**WRITTEN INSTRUCTION**
Return each line of the data below exactly, omitting any pictures.

+-------+

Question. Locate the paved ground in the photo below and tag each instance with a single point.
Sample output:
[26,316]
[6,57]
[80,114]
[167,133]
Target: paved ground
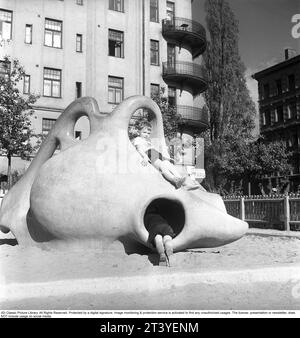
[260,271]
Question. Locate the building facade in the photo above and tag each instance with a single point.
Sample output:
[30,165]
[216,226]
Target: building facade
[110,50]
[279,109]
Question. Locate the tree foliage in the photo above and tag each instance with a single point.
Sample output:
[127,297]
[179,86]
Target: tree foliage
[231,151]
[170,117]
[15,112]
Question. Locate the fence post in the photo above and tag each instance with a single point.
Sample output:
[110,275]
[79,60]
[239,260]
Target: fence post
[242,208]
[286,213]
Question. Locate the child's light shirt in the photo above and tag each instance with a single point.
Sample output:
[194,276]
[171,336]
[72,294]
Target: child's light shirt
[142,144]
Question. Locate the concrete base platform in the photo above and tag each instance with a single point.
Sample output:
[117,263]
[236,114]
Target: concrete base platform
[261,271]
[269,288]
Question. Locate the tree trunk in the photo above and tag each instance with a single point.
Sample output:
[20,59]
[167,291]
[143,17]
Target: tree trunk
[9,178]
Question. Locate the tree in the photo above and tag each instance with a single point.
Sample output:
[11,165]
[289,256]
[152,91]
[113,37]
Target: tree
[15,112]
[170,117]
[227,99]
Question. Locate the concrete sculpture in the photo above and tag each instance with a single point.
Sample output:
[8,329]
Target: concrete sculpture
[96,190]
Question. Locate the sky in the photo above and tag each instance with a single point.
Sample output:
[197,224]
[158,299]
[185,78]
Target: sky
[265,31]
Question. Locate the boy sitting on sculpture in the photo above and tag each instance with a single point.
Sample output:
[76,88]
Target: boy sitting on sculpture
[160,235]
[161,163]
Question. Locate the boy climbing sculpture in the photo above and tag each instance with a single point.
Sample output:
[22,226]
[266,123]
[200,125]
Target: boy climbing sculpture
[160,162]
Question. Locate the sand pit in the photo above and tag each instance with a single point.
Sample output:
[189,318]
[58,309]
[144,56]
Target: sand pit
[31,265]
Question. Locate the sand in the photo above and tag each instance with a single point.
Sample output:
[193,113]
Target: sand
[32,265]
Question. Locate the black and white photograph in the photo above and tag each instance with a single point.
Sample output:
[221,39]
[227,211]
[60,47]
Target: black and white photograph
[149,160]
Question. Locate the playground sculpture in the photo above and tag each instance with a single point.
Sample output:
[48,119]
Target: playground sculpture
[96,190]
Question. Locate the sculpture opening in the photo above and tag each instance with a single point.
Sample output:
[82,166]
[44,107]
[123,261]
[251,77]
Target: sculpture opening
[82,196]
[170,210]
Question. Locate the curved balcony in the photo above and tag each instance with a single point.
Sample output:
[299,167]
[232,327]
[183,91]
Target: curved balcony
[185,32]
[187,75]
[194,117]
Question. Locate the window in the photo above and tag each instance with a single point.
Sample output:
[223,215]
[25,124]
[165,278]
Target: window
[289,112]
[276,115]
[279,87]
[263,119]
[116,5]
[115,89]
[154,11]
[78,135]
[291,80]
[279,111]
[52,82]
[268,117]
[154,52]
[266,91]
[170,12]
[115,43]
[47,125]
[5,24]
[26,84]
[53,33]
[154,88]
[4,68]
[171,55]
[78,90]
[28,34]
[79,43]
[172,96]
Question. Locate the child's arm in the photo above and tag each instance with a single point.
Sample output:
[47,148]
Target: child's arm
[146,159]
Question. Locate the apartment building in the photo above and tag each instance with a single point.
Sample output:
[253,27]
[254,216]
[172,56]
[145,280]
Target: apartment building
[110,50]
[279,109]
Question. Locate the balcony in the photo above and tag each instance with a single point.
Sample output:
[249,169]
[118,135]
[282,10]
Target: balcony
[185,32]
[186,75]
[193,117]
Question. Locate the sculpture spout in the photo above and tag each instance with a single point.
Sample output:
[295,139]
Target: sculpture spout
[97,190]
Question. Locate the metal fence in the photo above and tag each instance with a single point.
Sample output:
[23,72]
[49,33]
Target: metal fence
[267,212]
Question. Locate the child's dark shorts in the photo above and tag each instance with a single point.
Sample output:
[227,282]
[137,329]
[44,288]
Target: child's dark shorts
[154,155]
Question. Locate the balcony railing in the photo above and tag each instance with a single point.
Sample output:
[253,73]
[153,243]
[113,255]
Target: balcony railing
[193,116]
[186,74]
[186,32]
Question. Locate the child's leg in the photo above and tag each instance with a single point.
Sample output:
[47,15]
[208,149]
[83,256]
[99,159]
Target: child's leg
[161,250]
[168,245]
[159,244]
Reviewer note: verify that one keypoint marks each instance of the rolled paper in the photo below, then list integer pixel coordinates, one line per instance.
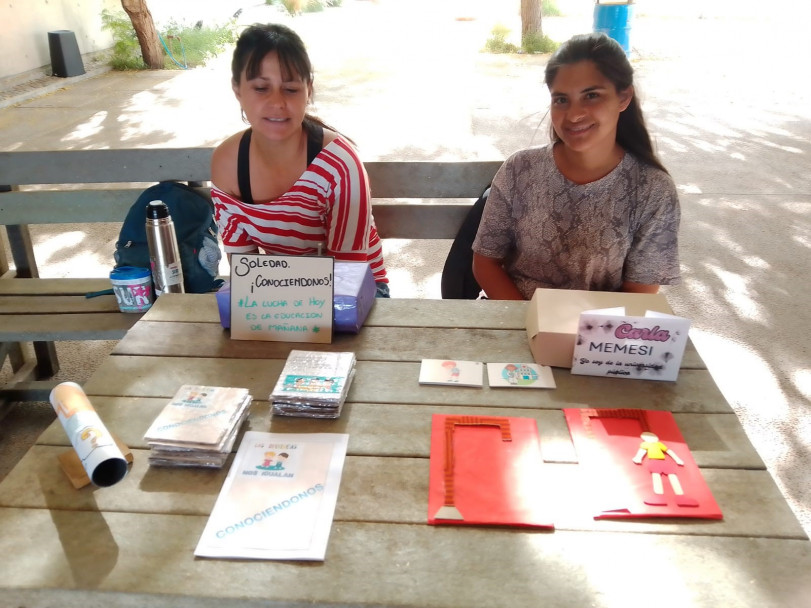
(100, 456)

+-------+

**EXERCISE RESPONSE**
Question. Locate the paved ground in the photo below and tag each instance with a single point.
Sample output:
[26,316]
[6,57]
[80,114]
[167,133]
Target: paved ground
[260,271]
Question. Locate the building facade in the photo above and tag each instance with a single point.
Sample output:
[30,165]
[216,226]
Target: building facade
[110,50]
[279,109]
Question. Locate the tree foliage in the photo above and tag each instance with a single point.
Sample output:
[127,297]
[179,86]
Target: tree foliage
[231,151]
[170,117]
[15,112]
Question. Locate the fence post in the photo above and tag each instance with a single point.
Sample output:
[110,275]
[79,60]
[239,260]
Target: fence post
[242,208]
[286,213]
Question. Locate the child's light shirt in the photo above and tag each instance with a single point.
Sample output:
[194,276]
[171,336]
[72,294]
Target: child's light shirt
[142,144]
Question. Locate the concrete base platform in the photo above and tag each instance with a single point.
Sample output:
[117,263]
[236,114]
Target: concrete base platform
[261,271]
[269,288]
Question. Locate the tree trunk in the photo above and tag each instance with a single point.
Sample output:
[20,59]
[167,291]
[143,17]
Target: tree trunk
[9,178]
Question. Locate the tree in the photo above and tag each instance with a single point.
Sample output:
[11,165]
[289,256]
[152,91]
[113,37]
Target: tree
[15,112]
[170,117]
[227,99]
Question. Locate the concrete sculpture in the photo above and tag each instance with a single point.
Sample output:
[8,329]
Target: concrete sculpture
[96,190]
Question. Locate the sky in the photo above and tag each instance with a single point.
Sample output:
[197,224]
[158,299]
[185,78]
Target: sky
[265,31]
Question. Locate the boy sitting on sculpture in the photo above and tag each instance with a single point.
Sample output:
[76,88]
Target: boy sitting on sculpture
[160,235]
[161,163]
Question. Locate the boy climbing sculpture in the photo above and tag each instance with a single point.
Sample output:
[22,226]
[266,123]
[200,125]
Target: boy climbing sculpture
[160,162]
Question. Locate the sand pit in the photo above and tag each instance with a single point.
Sample output:
[189,318]
[58,309]
[144,56]
Target: sand pit
[31,265]
Question. Locate the sand in the photo above and tag each instance with a single point.
Sample output:
[193,113]
Target: sand
[32,265]
Question. Locate the black and white photograph in the photo above and tag each instance with a single point.
Sample output:
[221,39]
[227,211]
[60,47]
Target: black and white photograph
[149,160]
Question. Locate the playground sculpture in the photo above and tag each instance with a single point.
Sample output:
[48,119]
Target: playground sculpture
[96,190]
Question. Locate the sculpture opening in the photo above and tag each instance with a single point.
Sample output:
[82,166]
[44,107]
[123,261]
[251,77]
Target: sculpture opening
[82,196]
[170,210]
Question. Locate the curved balcony in the photo above and tag each instance with a single point.
Sample output:
[299,167]
[232,327]
[183,91]
Target: curved balcony
[185,32]
[187,75]
[194,117]
Question. Locate the window in the photo above and tag each instance with a single point.
Sample output:
[223,215]
[25,124]
[165,278]
Target: window
[289,112]
[276,115]
[279,87]
[263,119]
[116,5]
[115,89]
[154,11]
[78,135]
[291,80]
[279,111]
[52,82]
[268,117]
[154,52]
[266,91]
[170,12]
[115,43]
[47,125]
[5,24]
[26,84]
[53,33]
[154,88]
[4,68]
[171,55]
[78,90]
[28,34]
[79,43]
[172,96]
Question. Locate the child's arm in the photo above and tag each instance with a single point.
Sample output:
[47,148]
Target: child's arm
[146,159]
Question. Locate the apartment building in the photo above and tag each instance with a single point.
Sample output:
[253,27]
[254,216]
[172,56]
[145,280]
Target: apartment building
[110,50]
[279,109]
Question. Locate the balcony in the photo above and tag each instance with a single point.
Sample output:
[249,169]
[118,135]
[282,10]
Target: balcony
[185,32]
[186,75]
[193,117]
Question. Locate the sculpture spout in the photo above and tag each instance with a single point.
Sample output:
[295,139]
Target: sculpture spout
[97,190]
Question. Locate the metal fence in the photo above and tag each instance with a single point.
Sample output:
[23,72]
[49,33]
Target: metal fence
[267,212]
Question. Locate the child's dark shorts in the photo above and tag each instance with a single point.
Sample output:
[227,282]
[137,329]
[44,288]
Target: child's dark shorts
[154,155]
Question. Locate the balcony railing in the photo above and tag each instance with a single point.
Sample output:
[253,73]
[153,243]
[113,255]
Target: balcony railing
[193,116]
[186,74]
[186,32]
Question. Locate the child's leg in the photo above and tag each instance with a single point.
Sample output:
[47,15]
[208,149]
[83,256]
[99,159]
Target: child's leg
[161,250]
[168,245]
[159,244]
Reviewer note: verify that one keypoint marks each instance of the rolled paper in the photo below, then list integer pixel coordinates, one line per instance.
(100, 456)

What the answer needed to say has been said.